(Data in this exercise):
--- BEGIN ---

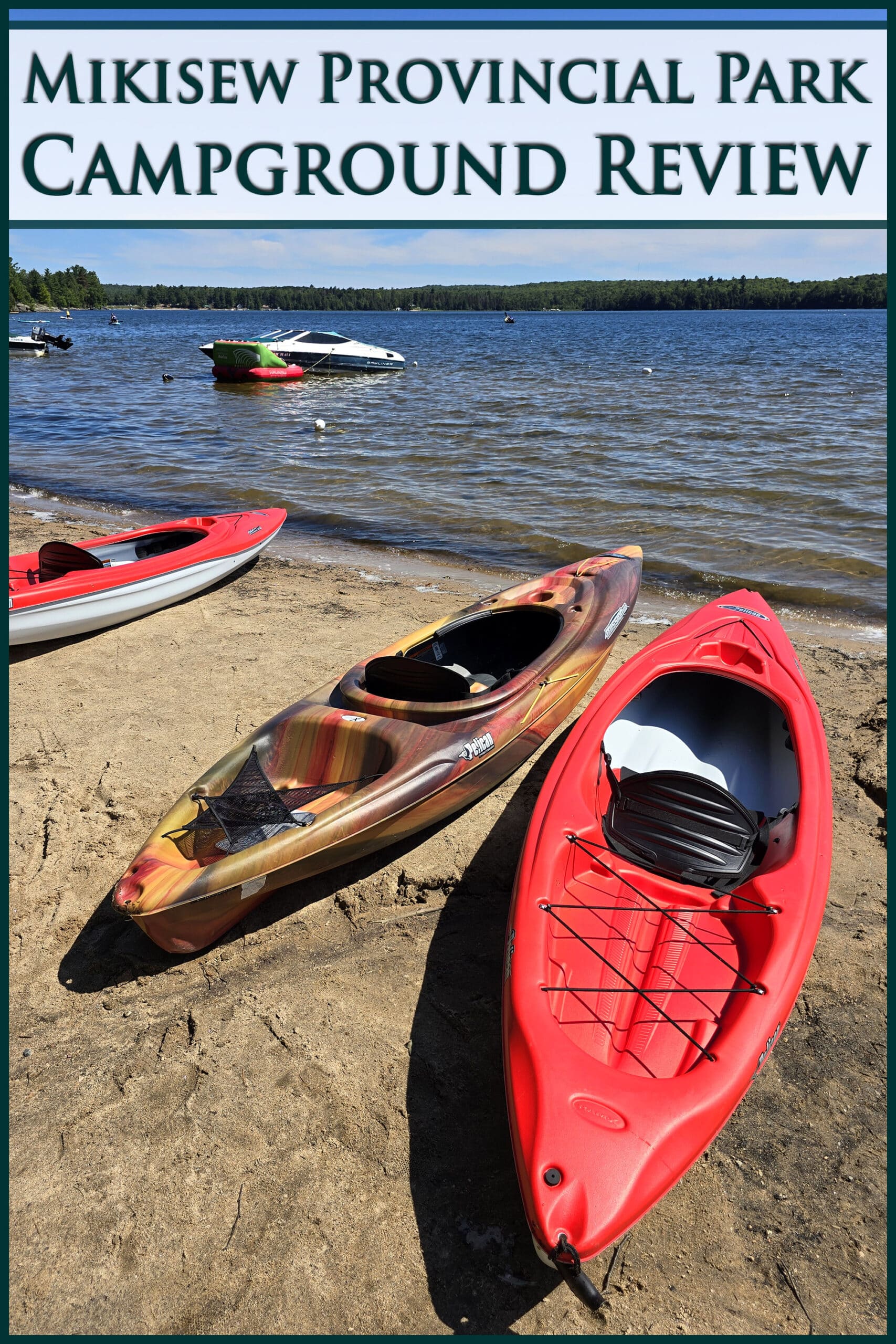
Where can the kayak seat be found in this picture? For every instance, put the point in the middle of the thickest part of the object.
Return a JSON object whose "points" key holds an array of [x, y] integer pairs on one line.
{"points": [[59, 558], [684, 827], [409, 679]]}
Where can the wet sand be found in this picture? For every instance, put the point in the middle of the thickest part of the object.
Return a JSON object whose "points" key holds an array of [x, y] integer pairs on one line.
{"points": [[303, 1129]]}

--- END ---

(Exercise requirements): Quote all of the data above word for word, omitting the pictures.

(Solution to the exercise):
Where can the kayak seat be found in this picture? For every instance, put the point in the middle of the thickest part of the object.
Return a JSON object whose "points" key holds an array of [x, y] integer pairs on one line.
{"points": [[59, 558], [684, 827], [409, 679]]}
Where can the wet sand be found in this picture? For every instance, put the point in the middle of the thickest part of the object.
Return a JSON object whose "points" key holds an array of [x, y] integer pairs on one line.
{"points": [[303, 1129]]}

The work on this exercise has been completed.